Exercise instructions: The output should be exactly the lines from the one containing "# test: pin the girl's blonde" through the last line of the records, and only those.
(Source information)
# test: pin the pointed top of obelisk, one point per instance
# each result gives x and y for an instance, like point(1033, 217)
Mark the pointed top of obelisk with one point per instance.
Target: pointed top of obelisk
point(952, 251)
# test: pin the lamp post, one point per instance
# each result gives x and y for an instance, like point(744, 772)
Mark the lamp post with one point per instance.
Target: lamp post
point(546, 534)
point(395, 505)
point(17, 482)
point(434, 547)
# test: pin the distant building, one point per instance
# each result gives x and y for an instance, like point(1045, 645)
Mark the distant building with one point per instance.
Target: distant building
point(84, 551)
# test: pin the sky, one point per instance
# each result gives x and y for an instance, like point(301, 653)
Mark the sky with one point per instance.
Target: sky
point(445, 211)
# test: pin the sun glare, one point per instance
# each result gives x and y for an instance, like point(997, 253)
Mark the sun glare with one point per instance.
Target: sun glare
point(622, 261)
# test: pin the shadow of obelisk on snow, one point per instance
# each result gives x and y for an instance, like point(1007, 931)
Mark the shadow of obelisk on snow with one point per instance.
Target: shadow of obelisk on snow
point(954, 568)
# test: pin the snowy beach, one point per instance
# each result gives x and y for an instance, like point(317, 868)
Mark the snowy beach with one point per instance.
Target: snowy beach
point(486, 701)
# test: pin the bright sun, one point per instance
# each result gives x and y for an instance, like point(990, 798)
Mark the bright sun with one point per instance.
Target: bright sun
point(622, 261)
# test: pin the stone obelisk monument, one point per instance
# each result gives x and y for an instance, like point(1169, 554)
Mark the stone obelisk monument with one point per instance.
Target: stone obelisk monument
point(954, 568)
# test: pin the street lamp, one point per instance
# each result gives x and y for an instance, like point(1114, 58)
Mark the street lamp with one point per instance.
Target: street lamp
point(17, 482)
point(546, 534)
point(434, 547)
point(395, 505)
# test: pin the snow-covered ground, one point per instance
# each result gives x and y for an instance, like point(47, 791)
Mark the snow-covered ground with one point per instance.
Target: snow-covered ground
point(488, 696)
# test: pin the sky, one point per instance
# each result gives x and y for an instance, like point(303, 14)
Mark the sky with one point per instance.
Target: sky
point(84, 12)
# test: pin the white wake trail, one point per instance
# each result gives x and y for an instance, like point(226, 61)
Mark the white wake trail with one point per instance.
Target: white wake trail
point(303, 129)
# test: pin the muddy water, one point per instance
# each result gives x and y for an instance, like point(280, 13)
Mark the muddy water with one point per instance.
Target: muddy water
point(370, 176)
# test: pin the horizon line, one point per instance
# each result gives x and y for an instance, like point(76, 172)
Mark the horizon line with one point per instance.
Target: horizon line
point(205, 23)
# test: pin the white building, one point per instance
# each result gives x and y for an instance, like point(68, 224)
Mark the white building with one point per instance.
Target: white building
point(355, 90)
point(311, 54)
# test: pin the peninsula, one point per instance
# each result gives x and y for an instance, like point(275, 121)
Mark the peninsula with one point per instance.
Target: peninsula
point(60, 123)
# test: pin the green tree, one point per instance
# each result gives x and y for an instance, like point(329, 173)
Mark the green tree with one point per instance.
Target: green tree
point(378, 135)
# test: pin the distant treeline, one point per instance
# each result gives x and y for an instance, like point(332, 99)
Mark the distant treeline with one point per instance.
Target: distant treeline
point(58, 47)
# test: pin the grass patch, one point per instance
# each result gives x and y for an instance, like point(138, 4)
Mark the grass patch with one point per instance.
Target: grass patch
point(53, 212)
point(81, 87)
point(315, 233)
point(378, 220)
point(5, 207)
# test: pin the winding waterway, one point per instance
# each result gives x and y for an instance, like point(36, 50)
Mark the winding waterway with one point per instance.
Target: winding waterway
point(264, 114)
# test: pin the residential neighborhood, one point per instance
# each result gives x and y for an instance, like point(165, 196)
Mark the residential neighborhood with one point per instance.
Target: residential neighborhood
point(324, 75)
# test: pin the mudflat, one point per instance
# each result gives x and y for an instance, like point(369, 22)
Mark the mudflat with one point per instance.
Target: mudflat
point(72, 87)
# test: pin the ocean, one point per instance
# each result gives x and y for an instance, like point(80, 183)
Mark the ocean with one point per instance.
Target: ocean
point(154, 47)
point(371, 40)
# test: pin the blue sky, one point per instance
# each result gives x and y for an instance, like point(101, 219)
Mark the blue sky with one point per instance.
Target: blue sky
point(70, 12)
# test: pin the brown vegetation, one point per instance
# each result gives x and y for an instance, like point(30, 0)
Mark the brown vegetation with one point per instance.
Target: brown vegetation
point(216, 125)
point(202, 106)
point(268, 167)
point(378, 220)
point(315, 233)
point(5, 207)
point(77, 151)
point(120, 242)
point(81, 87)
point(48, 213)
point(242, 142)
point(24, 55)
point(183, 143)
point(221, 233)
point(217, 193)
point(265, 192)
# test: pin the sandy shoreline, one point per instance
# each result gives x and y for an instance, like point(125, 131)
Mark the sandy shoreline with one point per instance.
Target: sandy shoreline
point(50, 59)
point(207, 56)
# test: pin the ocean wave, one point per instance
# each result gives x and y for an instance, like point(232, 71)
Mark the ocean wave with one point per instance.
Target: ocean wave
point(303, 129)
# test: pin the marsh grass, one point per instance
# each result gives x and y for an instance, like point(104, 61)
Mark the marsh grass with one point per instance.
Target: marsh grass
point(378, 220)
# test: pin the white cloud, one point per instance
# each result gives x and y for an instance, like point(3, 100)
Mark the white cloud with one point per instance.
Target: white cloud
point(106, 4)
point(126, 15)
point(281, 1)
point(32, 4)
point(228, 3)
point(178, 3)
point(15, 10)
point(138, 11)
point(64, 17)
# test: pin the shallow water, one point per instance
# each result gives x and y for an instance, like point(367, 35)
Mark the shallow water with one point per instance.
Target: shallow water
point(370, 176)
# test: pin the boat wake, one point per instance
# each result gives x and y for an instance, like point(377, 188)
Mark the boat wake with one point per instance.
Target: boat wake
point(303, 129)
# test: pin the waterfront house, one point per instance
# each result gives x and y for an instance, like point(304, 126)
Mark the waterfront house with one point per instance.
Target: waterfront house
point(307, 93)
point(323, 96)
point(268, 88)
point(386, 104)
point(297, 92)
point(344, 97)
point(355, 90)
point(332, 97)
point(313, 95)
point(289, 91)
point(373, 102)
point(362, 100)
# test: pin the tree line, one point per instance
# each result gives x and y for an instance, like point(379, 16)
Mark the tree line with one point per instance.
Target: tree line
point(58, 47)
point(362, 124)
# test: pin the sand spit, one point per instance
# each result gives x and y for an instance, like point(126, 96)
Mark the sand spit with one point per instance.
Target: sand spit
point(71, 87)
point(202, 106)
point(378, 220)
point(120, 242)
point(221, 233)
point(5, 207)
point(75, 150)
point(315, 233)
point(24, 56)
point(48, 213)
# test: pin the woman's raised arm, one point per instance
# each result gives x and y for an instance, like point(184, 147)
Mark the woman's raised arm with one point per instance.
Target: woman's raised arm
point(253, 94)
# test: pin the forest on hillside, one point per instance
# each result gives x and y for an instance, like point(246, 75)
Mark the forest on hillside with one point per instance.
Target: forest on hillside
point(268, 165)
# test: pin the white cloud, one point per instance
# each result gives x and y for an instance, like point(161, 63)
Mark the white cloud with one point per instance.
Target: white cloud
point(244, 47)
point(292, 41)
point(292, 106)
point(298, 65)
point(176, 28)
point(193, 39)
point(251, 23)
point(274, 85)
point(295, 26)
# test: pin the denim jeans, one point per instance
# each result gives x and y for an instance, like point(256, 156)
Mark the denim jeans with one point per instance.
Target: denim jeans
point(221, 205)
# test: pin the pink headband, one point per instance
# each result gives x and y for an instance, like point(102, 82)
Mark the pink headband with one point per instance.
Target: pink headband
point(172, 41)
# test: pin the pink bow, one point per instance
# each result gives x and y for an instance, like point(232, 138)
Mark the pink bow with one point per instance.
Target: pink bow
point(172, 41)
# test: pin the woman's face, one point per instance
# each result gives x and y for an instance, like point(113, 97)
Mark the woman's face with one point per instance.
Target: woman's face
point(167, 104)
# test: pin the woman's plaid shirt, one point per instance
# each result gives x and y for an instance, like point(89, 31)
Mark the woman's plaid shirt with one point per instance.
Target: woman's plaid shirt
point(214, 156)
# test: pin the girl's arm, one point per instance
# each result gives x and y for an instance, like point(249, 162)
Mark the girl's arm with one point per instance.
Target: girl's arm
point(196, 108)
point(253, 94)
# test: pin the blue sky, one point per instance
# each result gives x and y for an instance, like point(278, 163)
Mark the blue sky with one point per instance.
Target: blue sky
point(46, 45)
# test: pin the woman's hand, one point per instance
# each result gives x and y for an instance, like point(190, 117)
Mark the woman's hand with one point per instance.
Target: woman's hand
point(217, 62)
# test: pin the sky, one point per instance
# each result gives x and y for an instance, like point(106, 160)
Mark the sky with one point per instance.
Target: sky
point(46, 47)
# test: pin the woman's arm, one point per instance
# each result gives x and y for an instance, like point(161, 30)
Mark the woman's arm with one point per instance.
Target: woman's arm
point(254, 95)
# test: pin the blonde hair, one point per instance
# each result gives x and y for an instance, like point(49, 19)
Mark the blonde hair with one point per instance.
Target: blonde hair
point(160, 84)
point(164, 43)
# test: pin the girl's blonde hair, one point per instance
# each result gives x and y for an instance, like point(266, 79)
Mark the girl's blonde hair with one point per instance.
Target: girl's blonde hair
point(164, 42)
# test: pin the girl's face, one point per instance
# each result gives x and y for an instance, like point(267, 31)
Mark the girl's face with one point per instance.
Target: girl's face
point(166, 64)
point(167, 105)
(End Source information)
Solution for this problem:
# test: pin the girl's blonde hair, one point per instance
# each result gives x and y for an instance, like point(266, 79)
Mark the girl's blonde hair with one point per instance.
Target: girl's blonde hair
point(164, 42)
# test: pin the girl's face, one point per instance
# each result gives x and y for an instance, like point(267, 31)
Mark the girl's face with one point per instance.
Target: girl's face
point(166, 64)
point(167, 105)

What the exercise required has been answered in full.